▸ Selected text:
════════════════

IPHost monitoring database is damaged, how do I recover database?

Q: IPHost monitoring service gets stopped right after it’s started. How do I check whether monitoring data and settings are fine?

A: try following the steps below, or contact our Tech. Support.

Important! Fixing IPHost monitoring database is a set of advanced techniques. Make sure you have DBA (database administration) experience before going on. If unsure, either find and ask someone with DBA experience to do that for you, or ask us to help. Unless you fully understand what you are doing, you can irreversibly damage database, so the remaining option would be to install IPHost Network Monitor with clean database.

When shall I check my monitoring database?

The following are typical syndromes of monitoring database inconsistency that could suggest checking the database

  • IPHost monitoring service stops soon after it’s started, or refuses to start
  • there are messages in iphost.log file telling that a SQL query can’t be executed
  • frequent, spurious 10054 and/or 10061 error records in firebird.log
  • after upgrading to newer version, IPHost Network Monitor refuses to accept license key
  • new monitors can’t be added, or monitoring data is not updated

Note that we strongly recommend adding monitor to check monitoring database health, with optional capability to create weekly set of database backups. If the above monitor ever goes Down, you should immediately check the database health.

Prerequisites for database analysis

Note: you can use any supported platform to perform database analysis and fixing, provided Firebird server 2.5 and administration tool (we recommend freeware Flamerobin) are supported for it. That includes Windows, Linux and Mac OSX platforms. Please refer to the links below to learn more of supported platforms.

Install Firebird database server

Open Firebird site and download the latest 32-bit Firebird server version 2.5 (use Superserver build, if there’s any choice).

Note: if your plan to install Firebird database server on the same computer where IPHost is running (we do not recommend such an installation), stop IPHost monitoring service first and make sure there’s no “fbserver.exe” process running.

When installing, on “Select Components” choose “Full installation of Server and development tools”.

On “Select Additional Tasks” window, do the following:

  • Uncheck “Use the Guardian to control the server”
  • Select “Run as a Service”
  • Uncheck “Start Firebird automatically every time you boot up”

Use the rest of options as they are.

The above settings will prevent Firebird from automatically running. That would require manually starting it, but is safe if you install Firebird on the same computer where IPHost is running.

Note that we do not generally recommend installing Firebird database server on the same computer where IPHost is running: while using Firebird server, IPHost monitoring service should be stopped, since it relying on its own Firebid server (two of them can’t run simultaneously on the same system).

════════════════

▸ Challenges:
a. Which Firebird server build does the IPHost database recovery guide say to use when there is a choice?
b. Carry on the IPHost database recovery guide from the point where it stops, in the same style.

▸ Dataset rows:
════════════════

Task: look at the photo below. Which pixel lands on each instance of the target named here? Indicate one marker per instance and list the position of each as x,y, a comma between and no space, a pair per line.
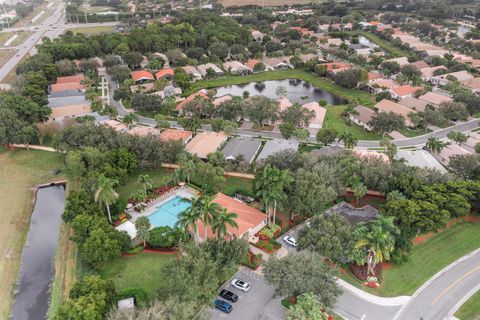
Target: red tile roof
141,75
191,97
66,86
164,72
175,135
248,217
405,90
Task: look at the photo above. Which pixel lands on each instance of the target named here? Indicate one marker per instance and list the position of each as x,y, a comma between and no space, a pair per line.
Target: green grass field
426,259
353,95
335,120
20,170
385,45
143,270
93,30
471,309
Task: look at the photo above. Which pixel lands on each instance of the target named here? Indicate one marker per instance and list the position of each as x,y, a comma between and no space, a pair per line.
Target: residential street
442,295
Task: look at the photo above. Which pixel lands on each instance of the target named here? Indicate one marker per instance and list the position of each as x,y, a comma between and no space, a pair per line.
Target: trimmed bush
138,294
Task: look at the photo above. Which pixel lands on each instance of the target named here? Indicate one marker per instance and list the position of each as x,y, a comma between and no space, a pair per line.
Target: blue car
223,306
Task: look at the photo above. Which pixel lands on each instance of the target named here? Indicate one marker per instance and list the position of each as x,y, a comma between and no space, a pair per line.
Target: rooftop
276,145
352,214
206,142
247,147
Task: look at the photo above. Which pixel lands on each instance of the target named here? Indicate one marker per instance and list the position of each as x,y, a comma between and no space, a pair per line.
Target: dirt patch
266,3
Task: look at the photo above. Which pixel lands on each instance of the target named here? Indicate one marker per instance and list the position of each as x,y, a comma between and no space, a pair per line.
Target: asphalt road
55,18
441,296
258,303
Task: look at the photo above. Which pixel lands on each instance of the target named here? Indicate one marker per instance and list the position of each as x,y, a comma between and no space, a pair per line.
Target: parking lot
257,303
292,233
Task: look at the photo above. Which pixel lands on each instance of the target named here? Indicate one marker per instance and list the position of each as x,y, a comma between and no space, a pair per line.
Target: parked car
223,306
240,285
290,240
228,295
243,198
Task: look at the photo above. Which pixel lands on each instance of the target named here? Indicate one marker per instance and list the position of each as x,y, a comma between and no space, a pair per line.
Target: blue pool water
167,213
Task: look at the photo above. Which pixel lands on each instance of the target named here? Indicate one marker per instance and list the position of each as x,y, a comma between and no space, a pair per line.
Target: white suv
240,285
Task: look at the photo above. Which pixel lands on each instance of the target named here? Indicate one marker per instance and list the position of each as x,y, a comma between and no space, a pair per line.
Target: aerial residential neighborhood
241,160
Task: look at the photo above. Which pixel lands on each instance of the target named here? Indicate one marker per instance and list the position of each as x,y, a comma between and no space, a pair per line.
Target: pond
32,293
298,91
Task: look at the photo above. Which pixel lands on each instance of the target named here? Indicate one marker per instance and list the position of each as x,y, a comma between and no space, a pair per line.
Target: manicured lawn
159,177
410,133
471,309
233,184
93,30
426,259
143,270
385,45
335,120
162,176
358,96
20,170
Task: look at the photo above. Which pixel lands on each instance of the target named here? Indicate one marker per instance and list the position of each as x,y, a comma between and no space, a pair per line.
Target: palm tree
105,192
374,242
435,145
221,220
208,210
269,186
145,181
129,119
188,219
349,140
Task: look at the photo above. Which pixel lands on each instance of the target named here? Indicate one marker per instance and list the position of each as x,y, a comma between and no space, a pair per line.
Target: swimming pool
167,213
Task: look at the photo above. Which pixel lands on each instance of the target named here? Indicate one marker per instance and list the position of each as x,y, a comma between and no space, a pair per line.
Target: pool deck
182,192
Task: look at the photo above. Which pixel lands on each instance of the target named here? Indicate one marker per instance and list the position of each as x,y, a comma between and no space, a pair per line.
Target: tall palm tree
129,119
187,220
435,145
145,181
269,185
374,242
208,210
221,220
349,140
105,192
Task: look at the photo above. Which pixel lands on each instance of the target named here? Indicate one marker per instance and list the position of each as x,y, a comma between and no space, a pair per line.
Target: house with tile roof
247,147
206,142
249,220
176,135
435,99
414,103
363,117
404,91
141,76
190,98
166,73
390,106
192,72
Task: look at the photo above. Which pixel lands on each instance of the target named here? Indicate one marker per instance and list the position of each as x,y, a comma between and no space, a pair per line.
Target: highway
56,18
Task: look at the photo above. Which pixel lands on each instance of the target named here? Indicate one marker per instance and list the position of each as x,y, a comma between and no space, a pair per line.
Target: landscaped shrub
361,271
165,237
138,294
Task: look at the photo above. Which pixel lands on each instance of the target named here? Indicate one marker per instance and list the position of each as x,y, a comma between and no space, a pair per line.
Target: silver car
240,285
290,240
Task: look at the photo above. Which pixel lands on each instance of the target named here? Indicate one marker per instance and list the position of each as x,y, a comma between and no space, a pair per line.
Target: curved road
437,299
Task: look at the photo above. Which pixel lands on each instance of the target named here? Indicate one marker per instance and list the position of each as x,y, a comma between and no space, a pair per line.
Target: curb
390,302
436,276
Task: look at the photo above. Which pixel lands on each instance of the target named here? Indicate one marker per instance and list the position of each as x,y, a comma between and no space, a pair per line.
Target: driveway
258,303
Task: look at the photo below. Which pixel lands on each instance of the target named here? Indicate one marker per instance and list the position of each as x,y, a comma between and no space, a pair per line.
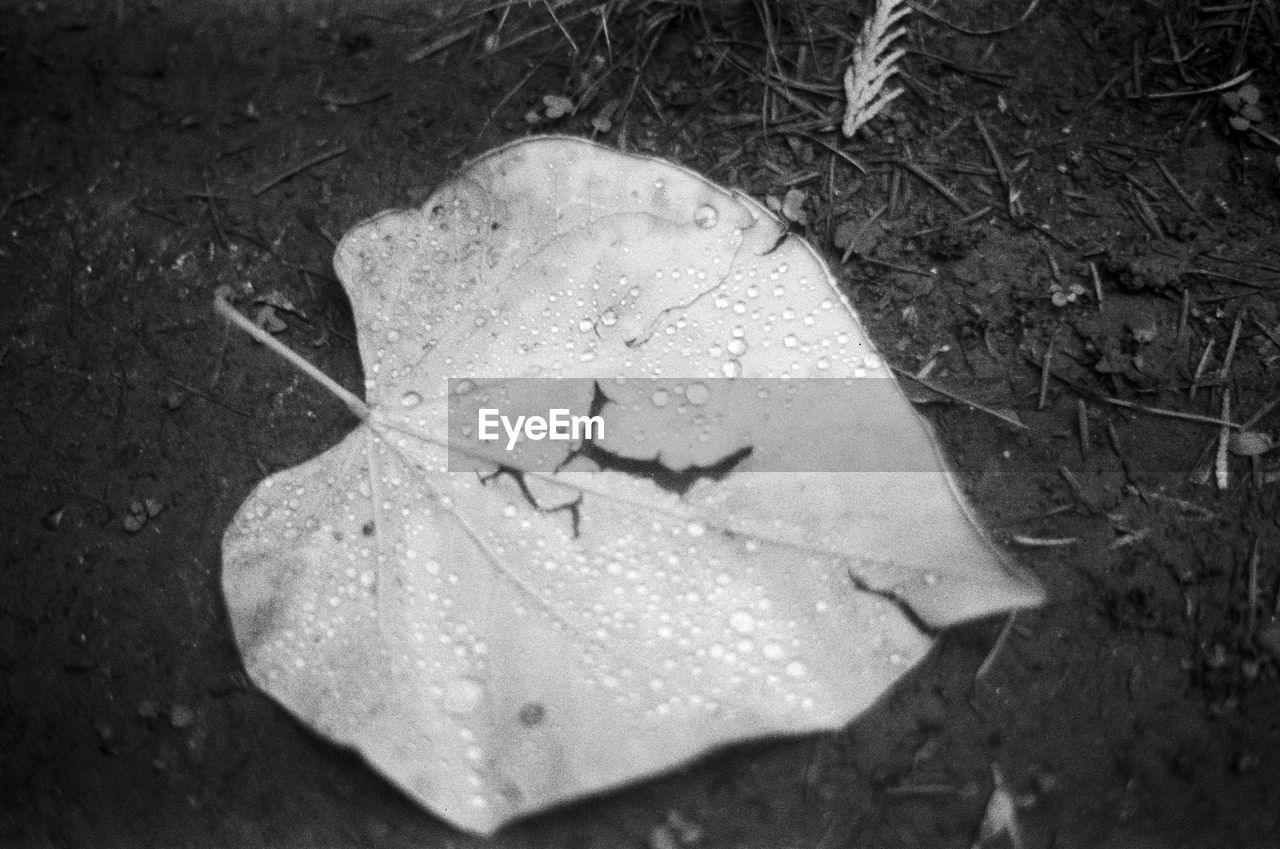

════════════════

▸ In response:
a. The Superserver build of the latest 32-bit Firebird server version 2.5.

b.
We recommend adding Firebird bin\ directory to the Path environment variable. Typical string you would need to add to Path is

C:\Program Files (x86)\Firebird\Firebird_2_5\bin

, please adjust according to actual Firebird database software version you installed and OS architecture (32- or 64-bit).

Install Flamerobin database administrator tool

Please open Flamerobin site and download the latest version of Flamerobin installer (0.9.2 at the moment of writing this article). Install it with defaults.

After you finish installation, copy file fbclient.dll from Firebird 2.5 bin\ folder from installation directory (typically “C:\Program Files (x86)\Firebird\Firebird_2_5\bin”), to Flamerobin installation directory (typically “C:\Program Files (x86)\Flamerobin”).

Copy monitoring database

Make a copy of your database to inspect, rather than handling the original IPHost monitoring database in place. Attempt to modify in-use monitoring database may have disastrous consequences.

Stop monitoring service (from IPHost GUI client Tools menu), the start Task Manager and make sure there are no fbserver.exe processes running. If there are, terminate them.

Locate your database file (nms.fdb). Its typical location:
“C:\ProgramData\IPHost Network Monitor\data\nms.fdb”
if Windows Vista or above is in use, or
“C:\Documents and Settings\All Users\Application Data\IPHost Network Monitor\data\nms.fdb”
if Windows 2003 or XP is being used.

Copy nms.fdb file elsewhere. For the sake of example, we assume you have copied it to C:\Firebird (assuming you’re using Windows to handle database; wherever required, there will be notices for other OSes).

Checking monitoring database for problems

Before you proceed, make sure all the setting are in place. Open command-line interpreter window (in Windows: cmd.exe) and navigate to the directory (folder) where database copy to inspect is located:

C:
cd \Firebird

Use the actual directory if you copied your database to different location

Make sure you have added Firebird 2.5 bin\ directory to your user’s Path variable. Type

gfix

in your command-line window to make sure it is available.If you have added the path, the program will print it options.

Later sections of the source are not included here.